* Aim of the task: Exactly and only the lines from the one containing "every wet beach" through the close of the entries below are to be set down.

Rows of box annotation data
— Begin —

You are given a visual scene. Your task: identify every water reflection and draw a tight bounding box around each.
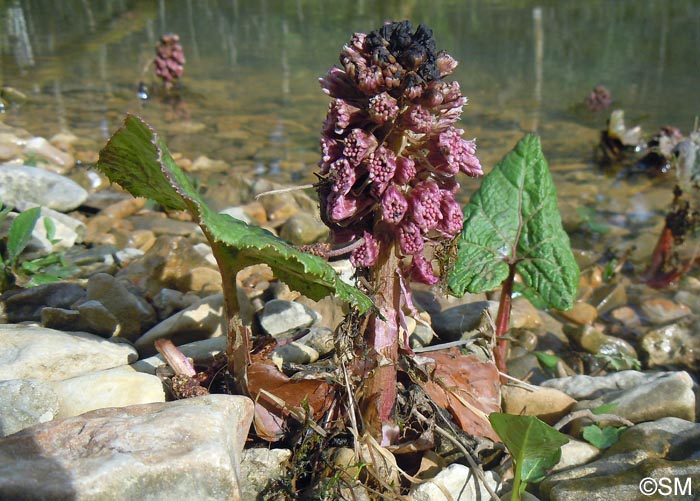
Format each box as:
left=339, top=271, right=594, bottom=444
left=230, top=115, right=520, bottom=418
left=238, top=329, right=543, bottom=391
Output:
left=2, top=0, right=700, bottom=258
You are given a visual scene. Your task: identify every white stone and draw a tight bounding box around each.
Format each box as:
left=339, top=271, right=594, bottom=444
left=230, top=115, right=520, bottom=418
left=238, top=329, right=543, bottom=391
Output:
left=409, top=463, right=500, bottom=501
left=51, top=366, right=165, bottom=418
left=0, top=324, right=137, bottom=381
left=0, top=395, right=253, bottom=501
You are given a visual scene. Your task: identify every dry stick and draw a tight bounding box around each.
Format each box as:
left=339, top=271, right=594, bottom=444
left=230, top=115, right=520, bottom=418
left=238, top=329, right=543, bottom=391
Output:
left=413, top=409, right=501, bottom=501
left=554, top=409, right=634, bottom=430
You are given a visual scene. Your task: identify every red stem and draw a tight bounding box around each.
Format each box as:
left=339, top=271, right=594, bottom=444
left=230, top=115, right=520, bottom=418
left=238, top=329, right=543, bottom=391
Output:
left=494, top=264, right=515, bottom=381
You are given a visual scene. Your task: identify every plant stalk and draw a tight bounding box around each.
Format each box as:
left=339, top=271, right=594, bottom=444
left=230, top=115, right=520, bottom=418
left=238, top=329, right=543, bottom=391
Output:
left=494, top=264, right=515, bottom=376
left=359, top=236, right=401, bottom=446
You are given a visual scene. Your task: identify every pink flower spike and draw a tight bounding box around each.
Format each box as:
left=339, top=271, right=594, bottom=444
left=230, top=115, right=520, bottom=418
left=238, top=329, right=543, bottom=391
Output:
left=382, top=183, right=408, bottom=224
left=328, top=157, right=357, bottom=195
left=396, top=221, right=423, bottom=256
left=343, top=129, right=377, bottom=165
left=437, top=50, right=457, bottom=77
left=401, top=105, right=434, bottom=134
left=367, top=146, right=396, bottom=186
left=350, top=231, right=379, bottom=268
left=408, top=181, right=442, bottom=233
left=437, top=190, right=464, bottom=237
left=394, top=157, right=416, bottom=184
left=409, top=253, right=440, bottom=285
left=369, top=92, right=399, bottom=125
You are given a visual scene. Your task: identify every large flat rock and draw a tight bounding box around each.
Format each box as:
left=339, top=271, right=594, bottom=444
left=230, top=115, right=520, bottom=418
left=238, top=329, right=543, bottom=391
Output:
left=0, top=395, right=253, bottom=500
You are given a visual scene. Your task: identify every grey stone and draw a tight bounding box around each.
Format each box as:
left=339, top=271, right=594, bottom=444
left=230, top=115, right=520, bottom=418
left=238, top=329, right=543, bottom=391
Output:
left=0, top=324, right=137, bottom=381
left=574, top=372, right=695, bottom=423
left=0, top=395, right=253, bottom=500
left=130, top=336, right=228, bottom=374
left=639, top=323, right=700, bottom=370
left=0, top=165, right=87, bottom=212
left=540, top=371, right=688, bottom=400
left=78, top=299, right=120, bottom=337
left=0, top=282, right=85, bottom=324
left=135, top=294, right=225, bottom=357
left=51, top=366, right=165, bottom=418
left=87, top=273, right=156, bottom=341
left=540, top=418, right=700, bottom=501
left=241, top=448, right=292, bottom=499
left=260, top=299, right=319, bottom=337
left=0, top=379, right=58, bottom=437
left=431, top=301, right=498, bottom=343
left=410, top=463, right=500, bottom=501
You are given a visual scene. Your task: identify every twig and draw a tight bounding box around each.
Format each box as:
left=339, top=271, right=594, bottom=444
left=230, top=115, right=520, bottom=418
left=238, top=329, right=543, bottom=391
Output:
left=255, top=184, right=314, bottom=200
left=154, top=339, right=197, bottom=377
left=413, top=409, right=501, bottom=501
left=554, top=409, right=634, bottom=430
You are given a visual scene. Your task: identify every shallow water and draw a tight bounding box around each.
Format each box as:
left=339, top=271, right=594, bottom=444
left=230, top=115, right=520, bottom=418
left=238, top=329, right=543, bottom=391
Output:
left=0, top=0, right=700, bottom=259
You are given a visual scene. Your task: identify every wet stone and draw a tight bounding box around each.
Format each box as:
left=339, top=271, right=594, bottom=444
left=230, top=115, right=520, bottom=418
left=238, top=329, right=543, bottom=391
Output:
left=259, top=299, right=319, bottom=337
left=280, top=212, right=328, bottom=245
left=0, top=165, right=87, bottom=212
left=639, top=323, right=700, bottom=370
left=135, top=294, right=224, bottom=357
left=0, top=395, right=253, bottom=500
left=87, top=273, right=156, bottom=341
left=0, top=324, right=137, bottom=381
left=640, top=297, right=691, bottom=325
left=0, top=379, right=58, bottom=437
left=0, top=282, right=86, bottom=324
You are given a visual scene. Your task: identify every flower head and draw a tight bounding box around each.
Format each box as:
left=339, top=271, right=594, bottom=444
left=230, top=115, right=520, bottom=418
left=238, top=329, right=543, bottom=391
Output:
left=318, top=21, right=482, bottom=284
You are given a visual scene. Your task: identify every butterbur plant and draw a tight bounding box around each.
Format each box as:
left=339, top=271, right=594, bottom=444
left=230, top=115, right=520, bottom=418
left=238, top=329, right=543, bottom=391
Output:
left=153, top=33, right=185, bottom=90
left=317, top=21, right=482, bottom=445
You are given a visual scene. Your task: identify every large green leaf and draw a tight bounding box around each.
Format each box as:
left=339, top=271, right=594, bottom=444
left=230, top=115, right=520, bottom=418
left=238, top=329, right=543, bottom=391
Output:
left=448, top=134, right=579, bottom=310
left=7, top=207, right=41, bottom=267
left=97, top=115, right=372, bottom=312
left=489, top=412, right=569, bottom=482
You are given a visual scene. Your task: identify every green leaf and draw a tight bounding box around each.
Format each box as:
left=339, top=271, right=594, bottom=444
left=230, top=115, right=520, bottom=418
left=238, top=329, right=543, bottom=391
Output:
left=583, top=424, right=627, bottom=449
left=7, top=207, right=41, bottom=267
left=489, top=412, right=569, bottom=490
left=533, top=351, right=561, bottom=369
left=97, top=115, right=373, bottom=312
left=448, top=135, right=579, bottom=310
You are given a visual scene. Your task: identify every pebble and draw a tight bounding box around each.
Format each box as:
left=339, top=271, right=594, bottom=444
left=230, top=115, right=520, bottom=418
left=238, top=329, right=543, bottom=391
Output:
left=241, top=447, right=292, bottom=500
left=409, top=463, right=500, bottom=501
left=130, top=336, right=228, bottom=374
left=270, top=341, right=318, bottom=370
left=259, top=299, right=320, bottom=337
left=542, top=371, right=695, bottom=423
left=557, top=301, right=598, bottom=325
left=639, top=297, right=692, bottom=325
left=0, top=379, right=59, bottom=437
left=134, top=294, right=225, bottom=357
left=0, top=395, right=253, bottom=499
left=0, top=324, right=137, bottom=381
left=501, top=384, right=576, bottom=424
left=0, top=282, right=86, bottom=324
left=85, top=273, right=156, bottom=341
left=51, top=366, right=165, bottom=418
left=540, top=418, right=700, bottom=501
left=639, top=323, right=700, bottom=370
left=22, top=137, right=75, bottom=174
left=115, top=235, right=216, bottom=298
left=0, top=165, right=87, bottom=212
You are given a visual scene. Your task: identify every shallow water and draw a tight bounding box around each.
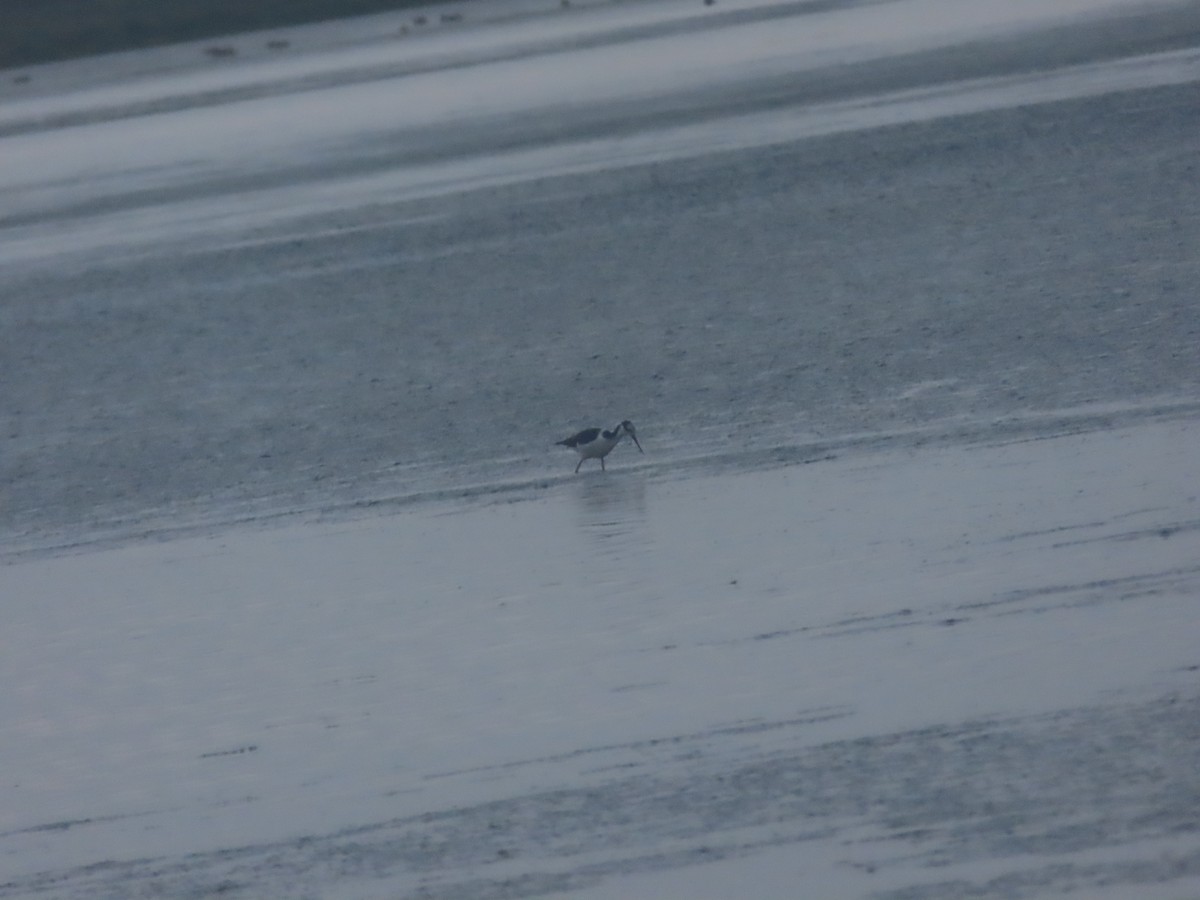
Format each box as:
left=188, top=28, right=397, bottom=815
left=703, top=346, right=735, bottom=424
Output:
left=0, top=2, right=1200, bottom=899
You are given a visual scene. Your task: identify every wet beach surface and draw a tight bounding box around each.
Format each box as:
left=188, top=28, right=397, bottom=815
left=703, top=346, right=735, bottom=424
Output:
left=0, top=4, right=1200, bottom=900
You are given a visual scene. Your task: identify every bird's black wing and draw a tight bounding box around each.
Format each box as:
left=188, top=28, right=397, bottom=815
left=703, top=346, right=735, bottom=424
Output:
left=558, top=428, right=600, bottom=446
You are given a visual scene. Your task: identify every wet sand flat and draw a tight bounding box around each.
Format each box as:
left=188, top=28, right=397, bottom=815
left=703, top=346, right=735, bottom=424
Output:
left=0, top=422, right=1200, bottom=898
left=0, top=0, right=1200, bottom=900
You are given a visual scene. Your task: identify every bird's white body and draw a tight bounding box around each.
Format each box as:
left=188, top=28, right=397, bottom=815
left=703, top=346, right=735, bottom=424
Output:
left=558, top=419, right=643, bottom=472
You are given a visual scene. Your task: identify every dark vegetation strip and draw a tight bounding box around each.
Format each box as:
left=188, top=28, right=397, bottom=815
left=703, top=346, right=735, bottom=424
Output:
left=0, top=0, right=458, bottom=68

— End —

* Worked answer:
You are given a visual scene. Your task: identify every wet beach surface and draw a tight bounding box around each.
Format each box as:
left=188, top=28, right=397, bottom=815
left=703, top=346, right=735, bottom=424
Output:
left=0, top=4, right=1200, bottom=900
You are given a visual scene. Your task: identify every bird's black wing and draw a tight bounding box around each.
Format each box as:
left=188, top=28, right=397, bottom=815
left=703, top=346, right=735, bottom=424
Output:
left=558, top=428, right=600, bottom=446
You are given a visual scene. Your task: identify every wet sand flat and draw a tight bounding box around each.
Format each box as:
left=188, top=28, right=397, bottom=815
left=703, top=346, right=735, bottom=424
Output:
left=0, top=422, right=1200, bottom=898
left=0, top=0, right=1200, bottom=900
You are given a visual scene. Your task: identify every bird's white body and draw a tight bounding box around each.
Format each box as:
left=188, top=28, right=397, bottom=815
left=703, top=346, right=735, bottom=424
Output:
left=558, top=419, right=643, bottom=472
You are given a visual scene. Your task: identify every dark vegetation strip and draw a tight bounding box around each.
Format each box as:
left=188, top=28, right=397, bottom=815
left=703, top=346, right=735, bottom=424
Output:
left=0, top=0, right=458, bottom=68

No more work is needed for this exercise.